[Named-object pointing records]
/---
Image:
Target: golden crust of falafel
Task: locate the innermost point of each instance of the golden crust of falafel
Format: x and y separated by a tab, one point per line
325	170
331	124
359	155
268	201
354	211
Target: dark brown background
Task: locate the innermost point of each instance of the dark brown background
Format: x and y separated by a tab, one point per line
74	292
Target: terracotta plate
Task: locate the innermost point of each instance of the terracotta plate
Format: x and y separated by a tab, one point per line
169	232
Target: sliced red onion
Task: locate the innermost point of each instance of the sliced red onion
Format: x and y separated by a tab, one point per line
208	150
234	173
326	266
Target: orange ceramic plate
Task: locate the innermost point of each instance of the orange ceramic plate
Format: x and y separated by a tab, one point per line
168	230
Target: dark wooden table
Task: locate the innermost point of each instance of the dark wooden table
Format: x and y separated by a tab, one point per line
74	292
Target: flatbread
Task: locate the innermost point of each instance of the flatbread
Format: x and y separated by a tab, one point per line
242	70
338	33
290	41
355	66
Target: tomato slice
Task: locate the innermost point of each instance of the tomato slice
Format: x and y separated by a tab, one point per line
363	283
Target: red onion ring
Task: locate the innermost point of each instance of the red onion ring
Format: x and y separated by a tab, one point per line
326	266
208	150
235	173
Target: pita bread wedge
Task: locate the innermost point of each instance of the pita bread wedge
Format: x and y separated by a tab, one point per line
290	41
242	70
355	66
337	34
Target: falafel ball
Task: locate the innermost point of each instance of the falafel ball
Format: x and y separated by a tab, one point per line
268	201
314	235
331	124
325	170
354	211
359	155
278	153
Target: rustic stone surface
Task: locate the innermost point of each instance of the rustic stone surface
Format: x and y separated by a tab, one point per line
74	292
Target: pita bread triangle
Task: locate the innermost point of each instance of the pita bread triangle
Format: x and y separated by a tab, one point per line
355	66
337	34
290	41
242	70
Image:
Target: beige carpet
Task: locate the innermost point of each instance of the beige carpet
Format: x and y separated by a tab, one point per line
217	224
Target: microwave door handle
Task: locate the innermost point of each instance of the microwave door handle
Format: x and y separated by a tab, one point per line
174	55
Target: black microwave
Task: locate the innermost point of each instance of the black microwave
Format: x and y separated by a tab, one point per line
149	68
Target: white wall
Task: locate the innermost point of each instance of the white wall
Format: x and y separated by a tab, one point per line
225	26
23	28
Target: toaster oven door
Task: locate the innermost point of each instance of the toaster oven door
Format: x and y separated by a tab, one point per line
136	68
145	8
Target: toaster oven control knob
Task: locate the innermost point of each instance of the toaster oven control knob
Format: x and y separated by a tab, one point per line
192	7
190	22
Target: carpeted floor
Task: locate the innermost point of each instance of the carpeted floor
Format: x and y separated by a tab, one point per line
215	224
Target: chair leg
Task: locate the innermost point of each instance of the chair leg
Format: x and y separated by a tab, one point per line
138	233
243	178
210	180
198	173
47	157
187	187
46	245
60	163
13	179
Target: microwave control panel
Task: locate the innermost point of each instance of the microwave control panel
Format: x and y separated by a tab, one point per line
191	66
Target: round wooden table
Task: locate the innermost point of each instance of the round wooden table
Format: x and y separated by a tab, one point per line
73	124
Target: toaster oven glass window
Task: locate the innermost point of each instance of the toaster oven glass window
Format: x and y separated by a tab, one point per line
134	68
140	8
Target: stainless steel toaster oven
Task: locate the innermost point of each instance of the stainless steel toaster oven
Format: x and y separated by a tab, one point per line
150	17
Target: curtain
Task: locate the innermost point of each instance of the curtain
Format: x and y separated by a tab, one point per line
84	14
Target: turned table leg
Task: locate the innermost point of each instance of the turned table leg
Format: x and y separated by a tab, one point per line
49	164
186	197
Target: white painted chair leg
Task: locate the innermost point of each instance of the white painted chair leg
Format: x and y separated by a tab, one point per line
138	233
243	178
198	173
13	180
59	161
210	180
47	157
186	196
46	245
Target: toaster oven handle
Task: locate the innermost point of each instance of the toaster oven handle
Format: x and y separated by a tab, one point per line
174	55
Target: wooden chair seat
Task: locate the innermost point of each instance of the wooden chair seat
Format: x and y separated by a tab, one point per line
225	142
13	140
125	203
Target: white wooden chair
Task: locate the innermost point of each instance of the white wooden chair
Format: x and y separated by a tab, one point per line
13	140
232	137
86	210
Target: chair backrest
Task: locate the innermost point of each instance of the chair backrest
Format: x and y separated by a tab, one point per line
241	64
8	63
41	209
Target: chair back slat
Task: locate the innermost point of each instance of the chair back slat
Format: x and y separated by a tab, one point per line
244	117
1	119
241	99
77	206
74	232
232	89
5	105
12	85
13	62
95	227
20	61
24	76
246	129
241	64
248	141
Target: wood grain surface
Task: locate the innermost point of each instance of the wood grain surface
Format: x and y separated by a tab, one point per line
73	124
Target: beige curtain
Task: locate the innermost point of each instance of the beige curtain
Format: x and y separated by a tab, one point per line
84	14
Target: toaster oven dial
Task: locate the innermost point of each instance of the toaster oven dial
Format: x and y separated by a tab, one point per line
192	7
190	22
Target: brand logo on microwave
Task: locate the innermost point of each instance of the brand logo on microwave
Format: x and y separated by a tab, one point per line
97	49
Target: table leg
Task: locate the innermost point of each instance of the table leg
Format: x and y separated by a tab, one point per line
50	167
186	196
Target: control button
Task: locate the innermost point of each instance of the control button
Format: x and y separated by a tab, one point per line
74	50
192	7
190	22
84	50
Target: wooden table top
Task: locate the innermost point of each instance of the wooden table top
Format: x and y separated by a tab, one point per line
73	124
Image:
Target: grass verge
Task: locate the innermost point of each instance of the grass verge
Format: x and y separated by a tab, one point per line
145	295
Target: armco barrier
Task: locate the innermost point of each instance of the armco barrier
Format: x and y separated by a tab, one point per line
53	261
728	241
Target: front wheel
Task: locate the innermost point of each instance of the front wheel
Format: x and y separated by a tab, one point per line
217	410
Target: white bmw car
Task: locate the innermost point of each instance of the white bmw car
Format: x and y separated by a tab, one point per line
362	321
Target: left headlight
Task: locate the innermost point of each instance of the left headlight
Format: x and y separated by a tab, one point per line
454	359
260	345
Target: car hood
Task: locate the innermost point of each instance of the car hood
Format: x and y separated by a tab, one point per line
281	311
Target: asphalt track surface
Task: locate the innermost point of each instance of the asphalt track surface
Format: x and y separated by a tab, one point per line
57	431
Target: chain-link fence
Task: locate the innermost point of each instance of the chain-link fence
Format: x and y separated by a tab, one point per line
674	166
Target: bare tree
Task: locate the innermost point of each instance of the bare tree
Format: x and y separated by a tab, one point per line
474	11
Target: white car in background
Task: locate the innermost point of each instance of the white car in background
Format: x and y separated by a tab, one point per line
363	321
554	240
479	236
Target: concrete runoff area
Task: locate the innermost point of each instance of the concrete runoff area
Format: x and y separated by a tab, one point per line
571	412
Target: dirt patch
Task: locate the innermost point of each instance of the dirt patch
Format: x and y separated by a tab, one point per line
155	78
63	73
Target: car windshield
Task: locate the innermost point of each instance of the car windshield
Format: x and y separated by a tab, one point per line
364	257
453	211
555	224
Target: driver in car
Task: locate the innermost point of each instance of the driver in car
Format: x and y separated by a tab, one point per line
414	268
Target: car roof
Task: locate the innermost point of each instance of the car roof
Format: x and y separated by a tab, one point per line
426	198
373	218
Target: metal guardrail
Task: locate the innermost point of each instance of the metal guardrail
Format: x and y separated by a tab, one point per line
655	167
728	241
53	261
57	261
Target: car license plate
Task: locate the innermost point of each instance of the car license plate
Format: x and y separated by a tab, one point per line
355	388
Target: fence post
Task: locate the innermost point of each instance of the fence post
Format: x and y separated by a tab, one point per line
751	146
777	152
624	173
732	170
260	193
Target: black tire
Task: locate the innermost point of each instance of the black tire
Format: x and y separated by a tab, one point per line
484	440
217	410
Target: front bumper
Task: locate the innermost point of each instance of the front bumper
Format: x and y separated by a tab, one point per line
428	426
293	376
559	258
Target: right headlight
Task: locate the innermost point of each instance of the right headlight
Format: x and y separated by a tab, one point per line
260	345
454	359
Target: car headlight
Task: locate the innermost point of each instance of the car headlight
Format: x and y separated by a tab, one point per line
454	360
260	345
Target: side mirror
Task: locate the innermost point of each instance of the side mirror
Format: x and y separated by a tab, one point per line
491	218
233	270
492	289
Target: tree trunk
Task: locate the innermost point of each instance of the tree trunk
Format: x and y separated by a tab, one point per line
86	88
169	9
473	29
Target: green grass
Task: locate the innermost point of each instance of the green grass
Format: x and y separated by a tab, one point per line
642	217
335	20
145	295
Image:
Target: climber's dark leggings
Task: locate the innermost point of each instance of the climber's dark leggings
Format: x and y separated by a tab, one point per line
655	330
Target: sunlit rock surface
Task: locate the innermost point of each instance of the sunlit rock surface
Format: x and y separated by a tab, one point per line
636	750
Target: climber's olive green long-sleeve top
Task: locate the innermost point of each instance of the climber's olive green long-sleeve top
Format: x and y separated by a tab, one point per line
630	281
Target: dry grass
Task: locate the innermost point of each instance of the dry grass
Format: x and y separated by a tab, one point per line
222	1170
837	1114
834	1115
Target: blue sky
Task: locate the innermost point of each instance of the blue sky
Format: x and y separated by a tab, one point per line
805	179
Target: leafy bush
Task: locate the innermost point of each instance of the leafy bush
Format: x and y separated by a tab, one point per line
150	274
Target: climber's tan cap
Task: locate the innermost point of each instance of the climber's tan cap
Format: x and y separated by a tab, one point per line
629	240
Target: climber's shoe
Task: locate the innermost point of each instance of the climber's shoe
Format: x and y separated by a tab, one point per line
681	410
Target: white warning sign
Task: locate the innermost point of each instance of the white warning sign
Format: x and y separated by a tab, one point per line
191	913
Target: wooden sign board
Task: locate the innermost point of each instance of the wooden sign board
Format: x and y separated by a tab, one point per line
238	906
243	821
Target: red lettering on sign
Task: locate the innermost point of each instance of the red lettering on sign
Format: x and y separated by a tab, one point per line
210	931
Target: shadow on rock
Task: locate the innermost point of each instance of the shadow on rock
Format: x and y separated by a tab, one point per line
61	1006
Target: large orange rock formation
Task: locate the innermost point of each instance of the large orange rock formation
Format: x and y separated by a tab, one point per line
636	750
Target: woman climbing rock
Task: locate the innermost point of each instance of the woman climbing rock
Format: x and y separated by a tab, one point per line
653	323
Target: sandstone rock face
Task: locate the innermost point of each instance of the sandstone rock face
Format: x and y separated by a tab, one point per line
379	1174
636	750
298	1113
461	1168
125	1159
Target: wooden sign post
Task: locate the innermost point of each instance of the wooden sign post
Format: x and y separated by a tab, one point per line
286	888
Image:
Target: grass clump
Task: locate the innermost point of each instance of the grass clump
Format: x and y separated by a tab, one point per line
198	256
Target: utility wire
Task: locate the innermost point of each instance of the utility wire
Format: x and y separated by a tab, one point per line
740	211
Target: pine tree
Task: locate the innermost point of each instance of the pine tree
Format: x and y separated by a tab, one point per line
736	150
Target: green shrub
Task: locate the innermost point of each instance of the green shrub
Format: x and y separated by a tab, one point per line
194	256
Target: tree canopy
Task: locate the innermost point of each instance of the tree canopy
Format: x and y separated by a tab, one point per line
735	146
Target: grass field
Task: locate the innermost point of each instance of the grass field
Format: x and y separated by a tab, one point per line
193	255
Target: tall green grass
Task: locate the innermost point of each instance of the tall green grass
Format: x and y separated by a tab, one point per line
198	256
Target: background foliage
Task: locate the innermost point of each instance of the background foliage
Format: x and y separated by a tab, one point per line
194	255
\---
Task to carry out:
Begin with the line that contains "Target: red lettering on sign" and set down each line exactly until the records above end, including the final line.

Solution for this problem:
Target: red lettering on sign
Task: locate the innermost point of each instance of the red lettering on sign
Format: x and y separated by a tab, one point per line
210	931
Target: shadow on rock
Task: locate the innermost point of each instance of the shadow on rock
Format: x and y separated by a tab, one point per line
61	1006
Target: large orange rock formation
Task: locate the innermost point of each instance of the large orange rock formation
Format: x and y separated by a tab, one point per line
636	750
Target: woman climbing rock
Task: locate the innermost point of each instance of the woman climbing rock
Format: x and y separated by a tab, one point per line
653	323
Target: sandstone rock face
Task: locate the innermost point of each instance of the sandstone rock face
Format: x and y separated by a tab, one point per line
379	1174
636	750
298	1113
461	1168
125	1159
Target: wooden sign post
Task: locate the innermost point of each instance of the wooden sign post
Format: x and y separated by a tab, one point per line
286	888
Image:
Target: grass clump
Task: locate the innermost point of each instance of the grass clump
Format: x and y separated by a tab, one point per line
198	256
Target: utility wire
Task: locate the innermost point of each instance of the utility wire
Format: x and y separated by a tab, one point per line
740	211
Target: pine tree
Task: locate the innermost point of each instance of the pine tree
Format: x and y separated by a tab, one point per line
736	150
Target: green shrub
Task: locate the innermost point of each instance of the green shrub
Format: x and y separated by a tab, one point per line
194	256
Target: tree canopy
Task: locate the innermost point of each instance of the tree canopy
Format: x and y separated by a tab, one point per line
735	146
Target: grass field
Task: locate the innermost point of each instance of the grass field
Format: x and y separated by a tab, one point per line
193	255
Target: tall green grass
Task: locate the innermost point of each instance of the tall green grass
Format: x and y separated by a tab, one point per line
198	256
Target: background foliage
Task: locate the innermost point of each instance of the background foliage
Format: x and y separated by a tab, one point per line
194	255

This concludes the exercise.